### Required work
Check every line of the entries below for the word "panel", and copy the ones that have it.

### Data extract
=== Section Start ===
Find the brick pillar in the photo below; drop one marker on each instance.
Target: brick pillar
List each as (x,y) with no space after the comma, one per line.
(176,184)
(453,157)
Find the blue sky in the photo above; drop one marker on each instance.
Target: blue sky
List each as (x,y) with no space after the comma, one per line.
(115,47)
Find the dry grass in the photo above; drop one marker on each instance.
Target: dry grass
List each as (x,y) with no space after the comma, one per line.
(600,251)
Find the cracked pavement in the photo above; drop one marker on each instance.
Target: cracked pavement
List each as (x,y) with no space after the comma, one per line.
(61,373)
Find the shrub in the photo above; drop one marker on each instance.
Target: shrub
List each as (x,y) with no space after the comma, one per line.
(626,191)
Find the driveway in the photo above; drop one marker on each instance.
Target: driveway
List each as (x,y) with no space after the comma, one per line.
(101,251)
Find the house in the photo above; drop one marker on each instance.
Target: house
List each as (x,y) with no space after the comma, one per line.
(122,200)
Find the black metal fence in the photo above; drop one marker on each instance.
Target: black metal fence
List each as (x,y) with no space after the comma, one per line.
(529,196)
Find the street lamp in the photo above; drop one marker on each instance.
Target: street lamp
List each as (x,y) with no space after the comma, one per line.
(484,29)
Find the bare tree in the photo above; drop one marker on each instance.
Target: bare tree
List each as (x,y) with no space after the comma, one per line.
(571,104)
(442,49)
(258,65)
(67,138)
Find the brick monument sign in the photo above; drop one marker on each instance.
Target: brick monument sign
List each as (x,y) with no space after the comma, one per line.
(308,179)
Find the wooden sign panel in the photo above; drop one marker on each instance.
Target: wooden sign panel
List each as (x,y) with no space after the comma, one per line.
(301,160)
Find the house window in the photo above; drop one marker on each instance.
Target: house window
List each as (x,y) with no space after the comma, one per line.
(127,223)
=== Section End ===
### Response to this exercise
Find the wooden sign panel in the photo above; drop one marker on each instance.
Target: wooden sign panel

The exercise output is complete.